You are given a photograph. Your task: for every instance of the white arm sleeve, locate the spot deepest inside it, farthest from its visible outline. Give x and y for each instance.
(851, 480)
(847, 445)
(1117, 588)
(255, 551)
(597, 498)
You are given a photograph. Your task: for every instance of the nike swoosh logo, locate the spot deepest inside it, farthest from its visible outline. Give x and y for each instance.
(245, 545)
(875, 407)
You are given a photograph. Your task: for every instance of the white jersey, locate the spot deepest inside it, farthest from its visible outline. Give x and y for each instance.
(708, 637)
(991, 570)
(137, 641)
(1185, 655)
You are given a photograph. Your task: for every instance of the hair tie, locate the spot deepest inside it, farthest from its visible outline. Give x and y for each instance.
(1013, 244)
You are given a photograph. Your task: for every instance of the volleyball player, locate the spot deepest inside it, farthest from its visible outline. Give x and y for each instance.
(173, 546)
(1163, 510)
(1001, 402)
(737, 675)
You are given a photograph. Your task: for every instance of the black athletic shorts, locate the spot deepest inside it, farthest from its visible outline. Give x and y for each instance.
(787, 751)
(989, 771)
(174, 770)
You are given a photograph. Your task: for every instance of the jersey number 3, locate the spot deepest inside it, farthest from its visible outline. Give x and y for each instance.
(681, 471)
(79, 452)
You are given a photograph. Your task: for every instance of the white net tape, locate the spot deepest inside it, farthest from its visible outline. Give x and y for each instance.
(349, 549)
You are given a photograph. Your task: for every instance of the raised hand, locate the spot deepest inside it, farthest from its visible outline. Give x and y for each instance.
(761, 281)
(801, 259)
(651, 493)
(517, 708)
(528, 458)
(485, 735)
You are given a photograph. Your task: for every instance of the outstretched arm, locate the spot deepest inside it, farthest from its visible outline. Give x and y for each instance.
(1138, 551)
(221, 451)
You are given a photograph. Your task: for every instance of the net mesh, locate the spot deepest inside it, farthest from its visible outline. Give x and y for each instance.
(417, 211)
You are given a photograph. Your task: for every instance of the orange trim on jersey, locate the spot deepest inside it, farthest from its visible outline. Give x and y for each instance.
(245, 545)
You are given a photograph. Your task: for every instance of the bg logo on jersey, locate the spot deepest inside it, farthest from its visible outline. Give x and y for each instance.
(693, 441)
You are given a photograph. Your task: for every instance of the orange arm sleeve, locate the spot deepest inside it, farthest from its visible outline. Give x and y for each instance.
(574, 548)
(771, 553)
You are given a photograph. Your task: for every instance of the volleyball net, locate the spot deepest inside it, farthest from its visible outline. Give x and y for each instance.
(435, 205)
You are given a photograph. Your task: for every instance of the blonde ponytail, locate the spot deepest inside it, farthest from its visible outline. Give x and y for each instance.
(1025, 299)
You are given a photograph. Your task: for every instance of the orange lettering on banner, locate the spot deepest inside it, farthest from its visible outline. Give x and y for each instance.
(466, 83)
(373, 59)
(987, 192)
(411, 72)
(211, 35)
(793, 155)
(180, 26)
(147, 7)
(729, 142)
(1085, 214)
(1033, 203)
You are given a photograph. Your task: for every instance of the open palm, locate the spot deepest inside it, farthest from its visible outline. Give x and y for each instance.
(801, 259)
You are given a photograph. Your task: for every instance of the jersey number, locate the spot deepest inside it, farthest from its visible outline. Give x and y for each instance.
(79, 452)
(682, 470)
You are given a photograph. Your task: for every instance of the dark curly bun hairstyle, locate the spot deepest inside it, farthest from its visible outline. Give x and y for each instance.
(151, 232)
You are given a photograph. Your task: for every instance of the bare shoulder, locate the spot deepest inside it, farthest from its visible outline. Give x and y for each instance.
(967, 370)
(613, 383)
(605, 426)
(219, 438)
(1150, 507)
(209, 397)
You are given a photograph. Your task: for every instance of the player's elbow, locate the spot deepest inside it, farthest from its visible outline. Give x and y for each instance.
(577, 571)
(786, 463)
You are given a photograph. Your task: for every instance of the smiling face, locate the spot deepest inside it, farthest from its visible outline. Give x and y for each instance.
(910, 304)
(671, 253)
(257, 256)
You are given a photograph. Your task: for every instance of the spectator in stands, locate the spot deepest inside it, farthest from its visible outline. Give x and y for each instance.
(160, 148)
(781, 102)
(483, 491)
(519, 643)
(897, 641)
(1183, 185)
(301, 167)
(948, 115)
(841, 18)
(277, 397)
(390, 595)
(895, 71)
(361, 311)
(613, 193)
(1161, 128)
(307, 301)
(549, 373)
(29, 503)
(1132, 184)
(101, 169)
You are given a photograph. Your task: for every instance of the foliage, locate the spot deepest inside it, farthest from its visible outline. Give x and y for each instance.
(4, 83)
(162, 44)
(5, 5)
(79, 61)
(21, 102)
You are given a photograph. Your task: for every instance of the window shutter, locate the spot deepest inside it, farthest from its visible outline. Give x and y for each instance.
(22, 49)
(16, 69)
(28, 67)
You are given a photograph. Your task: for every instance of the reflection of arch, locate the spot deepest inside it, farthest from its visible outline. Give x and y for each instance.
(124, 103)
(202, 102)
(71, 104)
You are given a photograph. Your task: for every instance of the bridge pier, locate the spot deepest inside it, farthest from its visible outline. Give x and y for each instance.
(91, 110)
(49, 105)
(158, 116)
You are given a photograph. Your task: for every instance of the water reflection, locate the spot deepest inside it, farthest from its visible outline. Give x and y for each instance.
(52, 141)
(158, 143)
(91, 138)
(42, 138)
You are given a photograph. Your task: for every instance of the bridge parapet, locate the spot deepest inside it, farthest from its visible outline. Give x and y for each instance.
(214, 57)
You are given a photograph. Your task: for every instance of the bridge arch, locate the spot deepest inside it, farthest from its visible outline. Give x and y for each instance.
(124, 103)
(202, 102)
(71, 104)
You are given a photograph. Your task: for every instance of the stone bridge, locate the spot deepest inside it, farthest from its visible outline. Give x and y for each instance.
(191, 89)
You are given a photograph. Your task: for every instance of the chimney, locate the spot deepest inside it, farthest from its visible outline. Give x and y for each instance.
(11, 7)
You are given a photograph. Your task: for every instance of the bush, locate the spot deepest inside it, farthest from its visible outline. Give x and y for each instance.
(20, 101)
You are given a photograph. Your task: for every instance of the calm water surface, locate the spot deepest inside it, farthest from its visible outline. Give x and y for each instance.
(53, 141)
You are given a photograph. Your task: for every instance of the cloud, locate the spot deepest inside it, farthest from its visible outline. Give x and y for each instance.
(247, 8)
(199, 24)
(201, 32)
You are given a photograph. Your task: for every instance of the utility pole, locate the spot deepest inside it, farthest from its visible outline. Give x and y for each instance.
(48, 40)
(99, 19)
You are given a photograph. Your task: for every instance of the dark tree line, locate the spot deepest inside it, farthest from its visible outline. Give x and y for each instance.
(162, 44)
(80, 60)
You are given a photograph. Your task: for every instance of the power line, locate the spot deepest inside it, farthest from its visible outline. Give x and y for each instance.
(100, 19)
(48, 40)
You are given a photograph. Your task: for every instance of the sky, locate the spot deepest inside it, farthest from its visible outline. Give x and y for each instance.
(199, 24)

━━━━━━━━

Having read the material, set all of it down again without a single difference.

You are given a photograph. Your task: for every instance of the white arm sleeve, locate the spot deepest inside it, farthest from its visible outline. Give x and y for each instance.
(851, 480)
(847, 445)
(1117, 588)
(255, 551)
(597, 498)
You are given a photograph. Your task: for every instance of the nike swoosh logo, locate the spot deepest inside it, farthest from its visible outline. Give x and y for each instance.
(245, 545)
(875, 407)
You are given a photograph. Your task: for every instance of the white jersey, locate the spot deepest inside it, farthest from its visible outline. Give x and y for each instance.
(708, 637)
(991, 570)
(137, 641)
(1185, 655)
You are given a photograph. Your task: for every instance of the hair tie, locate the spot deepest inside it, farthest from its visible outline. Give x and y for each instance.
(1013, 244)
You are given a photograph. Your task: for every instance of the volleyball player, locate the spot deepest inside it, farthest from its visible outline. Give x and y for each instance.
(173, 546)
(1163, 510)
(1001, 402)
(737, 675)
You are given a photograph. Your task: for every instance of the black athletic shorts, locate the spot deepest inside it, farthest from its visible outline. Give x and y for each instance.
(787, 751)
(989, 771)
(174, 770)
You are given a photograph. Your task: for every instance of the jersey number 3, locate the spot deepest inside it, farthest from its visible outline. Give x and y for each instance.
(681, 471)
(79, 452)
You are given a photograph. Your task: for every instance of the white net tape, locate the spot deepest inside it, farthest from its visible outline. Give x and y for each instance.
(349, 549)
You are given a photograph. Your task: for every instance of the raised hand, locate the spot deepest inside it, farthest from its visible outline. Give x and y for each instance.
(761, 281)
(801, 259)
(651, 493)
(517, 708)
(528, 458)
(485, 735)
You are given a photograph. Your task: for every instance of the outstretched arm, locate the spot deepest inside it, farthest from its visible outline. Give x and y for each instance.
(1138, 551)
(221, 451)
You are given a photograph. Your task: for every instance of the net mesh, locate the spot deepest inside it, farthest from its visible outline. Give x and y for each instance.
(417, 211)
You are given a photograph. Your task: for every instance of the orange trim on jersey, locate the spot deepest inside it, farthest from its visible outline. Give x and y for each instance.
(245, 545)
You are given a photograph. Your task: for every instance of the bg logo on jersey, locate the spot deepest inside it, farthest from its visible outline. Give x and y for each instance.
(693, 441)
You are given a photograph. Your task: for every instance of the orange arm sleeve, locate the spot deepest inside it, farthest from its visible outline. Give x and y for each instance.
(574, 548)
(771, 553)
You are given a photograph. Your task: for every instance of the volleyball net, locate the spot deepest inside it, farthest from its visible outline. Give x and y for each instance.
(435, 205)
You are given a photograph. Your task: for every instance of the blonde ponytail, locate the spot deepest inside it, farthest from its visible outline. Give x and y for each instance.
(1025, 299)
You are given a photograph. Your task: for every instance of the orange lettering on banner, locate the spot deepest inside it, farthest from its visible outline. Give x and y for each instance.
(466, 83)
(373, 59)
(987, 192)
(411, 72)
(211, 35)
(793, 155)
(180, 26)
(147, 7)
(729, 142)
(1085, 214)
(1033, 203)
You are given a photograph. Your task: for every instance of the open palm, locate the spot deepest inside it, farthest from its visible outline. Give x and y for each instance.
(801, 259)
You are given a photograph. Your task: for every instance of the jersey number, locate the spot deepest inside it, farthest from its visible outline. Give x and y for each instance.
(79, 452)
(682, 470)
You are given a photograph. Your task: for every instance of the dark curly bun hairstyle, locate the spot deepest inside it, farthest from its visible outline. Give x and y for each instance.
(151, 232)
You are given a photograph. Your task: for every instance of the bare shoulder, locate the spot deepest inside it, farthest from its visible outline. Give x and y for each instance.
(967, 370)
(613, 383)
(605, 426)
(219, 438)
(1150, 507)
(209, 397)
You are given a photograph. Your task: for every instance of the player's elbow, locate the spot deepest inside it, farthest from its visible outline. Give x and y for each instance.
(577, 571)
(786, 463)
You are given a photograph. Your task: for every instance of the smiling face, locate the spot deepest inside it, farthest from its visible outline. Give x and y for each instance.
(910, 304)
(671, 253)
(257, 256)
You are given a photograph. Your task: for every instance of the spectator in stands, locate the spot deepest inside it, farthest from its visible outline. Give x and y for each instance.
(160, 148)
(781, 102)
(483, 491)
(519, 643)
(897, 641)
(1183, 185)
(301, 167)
(948, 115)
(841, 18)
(277, 397)
(390, 595)
(895, 71)
(361, 311)
(613, 193)
(1161, 128)
(307, 301)
(549, 373)
(29, 503)
(1132, 184)
(101, 169)
You are given a photograph. Your task: for every instance of the foliage, locate the spot deepest inside it, farthest from its visible outline. Give x and y for each instance.
(4, 83)
(162, 44)
(5, 5)
(79, 61)
(21, 102)
You are given a photograph. Your task: for every instance of the window shutter, locate the spot deepest inside it, farthest from its visible outline. Give x and y for each instance.
(22, 49)
(16, 69)
(28, 67)
You are given a photograph. Your task: for every instance of the reflection of arch, locate the spot deepest inside it, farthest from its visible outline. Give x and y for each instance.
(124, 103)
(202, 102)
(71, 104)
You are given a photograph. Your task: for every instance of the bridge pier, locate the spot deepest inside it, farthest from its visible outline. Give x and y for each instance.
(91, 110)
(49, 105)
(158, 116)
You are given a photograph. Your task: for every instance of the water reflection, locate the spot deepest inside it, farthest from its visible outline. Give x and y for each instance.
(52, 141)
(158, 143)
(91, 138)
(42, 138)
You are given a photograph. Your task: for every instance of the bridge parapet, locate the spot deepest inside it, farthest from its visible outline. Give x and y for each instance.
(214, 57)
You are given a photograph. Your task: for every instance of the bridge arch, locate the spot deepest inside it, farthest from its visible outline. Give x and y for each instance.
(124, 103)
(202, 102)
(71, 104)
You are given a photograph. Your task: for every instance of the stone bridge, locate the spot deepest inside it, farthest from its visible outline. Give x and y for each instance.
(191, 89)
You are given a photograph. Your task: for every instance of the chimney, locate the spot deepest inside it, farthest from its visible outline. Give x and y for each instance.
(11, 7)
You are given a photograph. Your task: for every instance of the bush, locate the spot deepest inside it, farthest from its visible outline. Give x and y for each instance.
(20, 101)
You are given a photograph. Your task: for every instance of the calm water surface, locate the spot deepest inside it, farthest from its visible outline. Give x and y for each instance.
(53, 141)
You are given a photograph. Your task: for every instance of the cloud, locate the spot deepest inside it, farthest from its visible outline. Give x and y for each instance.
(247, 8)
(199, 24)
(201, 32)
You are given a photograph. Your task: for every instance of the utility pole, locate the spot deepest inside it, farthest from its visible outline. Give x and y for each instance.
(48, 40)
(99, 19)
You are given a photograph. Your task: for every instance of the dark tree line, locate the spot deepest inside it, farthest from its visible outline. Give x and y for each instance.
(162, 44)
(80, 60)
You are given a photograph. Your task: for every instance of the power line, locate the spot deepest inside it, farthest from its visible outline. Give x and y for each instance.
(100, 19)
(48, 40)
You are given a photograph. Your task: for every instance of the sky, locate the spot deepest inside it, farthest from its visible outline. Give x and y for each instance.
(199, 24)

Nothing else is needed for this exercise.